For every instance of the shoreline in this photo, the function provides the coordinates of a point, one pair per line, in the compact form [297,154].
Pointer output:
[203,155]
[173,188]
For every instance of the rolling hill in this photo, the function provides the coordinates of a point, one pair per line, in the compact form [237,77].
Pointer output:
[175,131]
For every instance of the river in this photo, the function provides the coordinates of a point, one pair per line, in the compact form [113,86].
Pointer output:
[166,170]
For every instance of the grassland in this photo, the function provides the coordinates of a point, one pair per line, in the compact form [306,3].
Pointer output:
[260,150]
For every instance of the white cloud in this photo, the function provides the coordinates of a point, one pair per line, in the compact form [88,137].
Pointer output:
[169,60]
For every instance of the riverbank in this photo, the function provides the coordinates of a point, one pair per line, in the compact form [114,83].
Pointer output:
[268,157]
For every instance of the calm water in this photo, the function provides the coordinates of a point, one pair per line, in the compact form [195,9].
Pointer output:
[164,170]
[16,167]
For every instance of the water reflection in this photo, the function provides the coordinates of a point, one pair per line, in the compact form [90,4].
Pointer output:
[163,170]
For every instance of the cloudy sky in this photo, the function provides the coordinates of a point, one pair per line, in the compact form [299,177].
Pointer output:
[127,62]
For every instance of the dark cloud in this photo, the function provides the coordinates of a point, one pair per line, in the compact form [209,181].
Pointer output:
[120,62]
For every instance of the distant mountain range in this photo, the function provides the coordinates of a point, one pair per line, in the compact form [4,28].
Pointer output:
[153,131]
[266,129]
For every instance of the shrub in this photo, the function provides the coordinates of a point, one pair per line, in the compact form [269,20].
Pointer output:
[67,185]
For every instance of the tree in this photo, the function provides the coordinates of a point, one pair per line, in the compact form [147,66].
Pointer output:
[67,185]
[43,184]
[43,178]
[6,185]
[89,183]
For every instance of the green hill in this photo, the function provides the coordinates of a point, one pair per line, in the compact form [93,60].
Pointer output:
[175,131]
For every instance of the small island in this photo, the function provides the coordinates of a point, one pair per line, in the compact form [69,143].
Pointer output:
========
## Task to carry out
Copy out each line of the data containing the string "water".

## Written response
For every instance of the calm water in this photo, the function provides the coordinates of a point, one pair per line, in the compact form [195,9].
For every instance of the water reflection in this photo, the function provides the coordinates of a point, one pair per line, in the compact form [90,4].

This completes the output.